GIVEN TASK: Reproduce each of the entries below verbatim, character for character, without any alteration.

DATA PROVIDED:
>> BEGIN
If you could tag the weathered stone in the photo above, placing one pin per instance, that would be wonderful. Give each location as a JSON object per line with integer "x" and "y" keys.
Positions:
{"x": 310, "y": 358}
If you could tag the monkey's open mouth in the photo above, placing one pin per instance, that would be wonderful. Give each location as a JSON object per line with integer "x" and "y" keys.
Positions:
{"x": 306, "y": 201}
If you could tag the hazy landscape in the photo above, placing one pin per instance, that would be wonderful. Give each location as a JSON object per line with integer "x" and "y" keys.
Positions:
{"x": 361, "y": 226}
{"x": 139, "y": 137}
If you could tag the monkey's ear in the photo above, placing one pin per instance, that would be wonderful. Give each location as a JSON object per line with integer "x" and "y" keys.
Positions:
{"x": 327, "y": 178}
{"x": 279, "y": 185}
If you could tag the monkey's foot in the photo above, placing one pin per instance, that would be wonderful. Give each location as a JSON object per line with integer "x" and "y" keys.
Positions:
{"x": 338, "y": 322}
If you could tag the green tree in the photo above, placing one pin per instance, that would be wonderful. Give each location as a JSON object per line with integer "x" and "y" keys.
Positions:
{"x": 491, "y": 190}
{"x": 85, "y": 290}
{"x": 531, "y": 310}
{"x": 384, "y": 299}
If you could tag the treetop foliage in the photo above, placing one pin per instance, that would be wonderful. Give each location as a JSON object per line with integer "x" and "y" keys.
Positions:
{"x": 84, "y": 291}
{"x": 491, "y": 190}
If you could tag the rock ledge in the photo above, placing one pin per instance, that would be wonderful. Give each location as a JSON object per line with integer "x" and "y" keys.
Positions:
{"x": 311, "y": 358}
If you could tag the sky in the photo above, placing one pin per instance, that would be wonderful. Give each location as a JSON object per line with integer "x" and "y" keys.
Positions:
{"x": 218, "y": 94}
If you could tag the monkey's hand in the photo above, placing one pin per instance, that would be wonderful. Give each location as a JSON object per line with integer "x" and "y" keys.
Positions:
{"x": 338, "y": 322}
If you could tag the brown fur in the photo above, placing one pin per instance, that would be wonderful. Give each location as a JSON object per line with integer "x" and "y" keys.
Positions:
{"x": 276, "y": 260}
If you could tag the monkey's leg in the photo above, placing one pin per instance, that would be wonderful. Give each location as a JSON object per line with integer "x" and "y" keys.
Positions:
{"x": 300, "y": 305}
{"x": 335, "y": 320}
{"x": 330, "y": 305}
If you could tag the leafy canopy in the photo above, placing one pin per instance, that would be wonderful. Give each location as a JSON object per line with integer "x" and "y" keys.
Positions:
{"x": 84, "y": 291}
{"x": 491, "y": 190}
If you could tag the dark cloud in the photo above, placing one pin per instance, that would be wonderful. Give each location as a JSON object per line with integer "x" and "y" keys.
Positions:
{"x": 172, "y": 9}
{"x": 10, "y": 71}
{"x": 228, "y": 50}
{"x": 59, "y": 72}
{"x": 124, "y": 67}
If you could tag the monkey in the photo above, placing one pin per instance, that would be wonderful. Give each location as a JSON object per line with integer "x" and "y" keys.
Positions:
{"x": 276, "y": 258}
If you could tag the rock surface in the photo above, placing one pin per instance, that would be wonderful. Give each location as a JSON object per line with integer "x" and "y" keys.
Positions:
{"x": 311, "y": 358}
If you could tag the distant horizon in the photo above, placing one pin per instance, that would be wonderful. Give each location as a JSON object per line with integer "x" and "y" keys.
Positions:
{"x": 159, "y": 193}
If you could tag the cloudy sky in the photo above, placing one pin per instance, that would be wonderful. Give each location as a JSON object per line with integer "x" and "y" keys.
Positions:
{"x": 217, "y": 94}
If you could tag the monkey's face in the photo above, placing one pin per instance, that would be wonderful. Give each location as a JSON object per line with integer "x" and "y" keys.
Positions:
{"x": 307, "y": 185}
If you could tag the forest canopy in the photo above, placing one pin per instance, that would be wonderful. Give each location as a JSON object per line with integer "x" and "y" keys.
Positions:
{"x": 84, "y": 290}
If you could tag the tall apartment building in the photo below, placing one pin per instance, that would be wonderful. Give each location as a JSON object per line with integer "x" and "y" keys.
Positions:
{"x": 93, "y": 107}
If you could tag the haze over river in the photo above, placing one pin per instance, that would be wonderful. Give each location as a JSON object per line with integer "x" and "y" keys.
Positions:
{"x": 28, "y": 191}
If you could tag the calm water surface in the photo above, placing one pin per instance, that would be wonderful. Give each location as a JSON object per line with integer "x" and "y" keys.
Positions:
>> END
EXERCISE SOLUTION:
If you could tag the weathered stone in the photo above, placing one pin per instance, that would be wonderful. Give each location as a JSON object per line with integer "x" and "y" keys.
Positions:
{"x": 310, "y": 358}
If you could tag the monkey's open mouth in the photo above, placing one pin per instance, that would be wonderful. Give each location as a JSON object per line with integer "x" and "y" keys.
Positions:
{"x": 306, "y": 201}
If you could tag the hazy landscape in the photo above, placing one pin per instance, that would be wonderful. Give each location as a JSON object per line with integer "x" and "y" keys.
Positions:
{"x": 361, "y": 226}
{"x": 139, "y": 137}
If you could tag the monkey's ear in the photo above, placing one pin per instance, that would be wonderful. Give each location as a JSON object per line with integer "x" and "y" keys.
Positions:
{"x": 327, "y": 178}
{"x": 279, "y": 185}
If you could tag the monkey's foot in the photo above, placing one pin per instance, that would be wonderful. Give each location as a JSON object per line with integer "x" and "y" keys.
Positions:
{"x": 338, "y": 322}
If you could tag the green tree in the photo above, placing one pin per instance, that would be wonderful. Give each location as a JSON object per line with integer "x" and "y" keys.
Positions:
{"x": 491, "y": 190}
{"x": 85, "y": 290}
{"x": 531, "y": 310}
{"x": 384, "y": 299}
If you could tag the treetop foliage in the photo above, placing one pin per instance, that would be wonderful. Give each location as a JSON object per line with integer "x" and "y" keys.
Positions:
{"x": 84, "y": 291}
{"x": 491, "y": 190}
If you could tag the rock ledge in the photo above, placing one pin per instance, that would be wonderful. Give each location as a JSON object per line with integer "x" and "y" keys.
Positions:
{"x": 311, "y": 358}
If you could tag the sky in the photo above, placing one pin per instance, that would be wonderful. Give each location as a JSON object per line with integer "x" and "y" keys.
Positions:
{"x": 218, "y": 94}
If you could tag the monkey's hand in the photo above, placing one pin per instance, that would be wonderful. Give each location as a JSON object per line with integer "x" and "y" keys.
Positions:
{"x": 338, "y": 322}
If you could tag the brown fur in the photo above, placing one pin per instance, that would be wonderful. Give each location as a JSON object per line with integer "x" and "y" keys.
Positions:
{"x": 276, "y": 260}
If you could tag the monkey's leg in the photo above, placing one pin per instance, that would be wonderful. Give each location as a JSON object per line with integer "x" and "y" keys.
Positions:
{"x": 300, "y": 305}
{"x": 335, "y": 320}
{"x": 330, "y": 305}
If you could tag the leafy canopy in the photo above, placing one pin per instance, that would be wonderful. Give each location as a JSON object per line with integer "x" and "y" keys.
Positions:
{"x": 84, "y": 291}
{"x": 491, "y": 190}
If you could tag the dark cloud in the photo above, placing one pin per instance, that would be wonderful. Give each location as a JSON object per line with integer "x" and "y" keys.
Positions:
{"x": 172, "y": 9}
{"x": 10, "y": 71}
{"x": 228, "y": 50}
{"x": 59, "y": 72}
{"x": 124, "y": 67}
If you could tag the monkey in the photo above, placing one pin per instance, that would be wonderful. Give each location as a JSON object per line with integer "x" and "y" keys.
Positions:
{"x": 276, "y": 258}
If you could tag the rock surface in the photo above, placing one pin per instance, that would be wonderful. Give each location as a JSON object per line with integer "x" and "y" keys.
Positions:
{"x": 311, "y": 358}
If you could tag the distant horizon in the photo above, placing one pin per instance, that would be wonderful. Give each location as a JSON object per line with integer "x" and "y" keys.
Positions:
{"x": 159, "y": 193}
If you could tag the cloudy sky in the photo above, placing one pin per instance, that would be wonderful. Give each location as a JSON object per line with integer "x" and "y" keys.
Positions:
{"x": 217, "y": 94}
If you could tag the monkey's face in the photo above, placing one pin per instance, that would be wonderful. Give each location as a JSON object per line with integer "x" and "y" keys.
Positions:
{"x": 307, "y": 185}
If you could tag the forest canopy in the photo above, placing one pin per instance, that would be wonderful. Give each location as a JSON object per line with integer "x" and "y" keys.
Positions:
{"x": 84, "y": 290}
If you could tag the tall apartment building in the photo below, placing one pin per instance, that would be wonderful. Give each location as a JSON object per line with integer "x" and "y" keys.
Positions:
{"x": 93, "y": 107}
If you could tag the haze over river in the photo above, placing one pin per instance, that would be wonderful. Give each location as a JSON object per line with integer "x" and "y" keys.
Positions:
{"x": 28, "y": 191}
If you could tag the calm water surface in the photo above, placing one pin per instance, that would be wonderful. Give each location as a JSON object per line with integer "x" and "y" keys.
Positions:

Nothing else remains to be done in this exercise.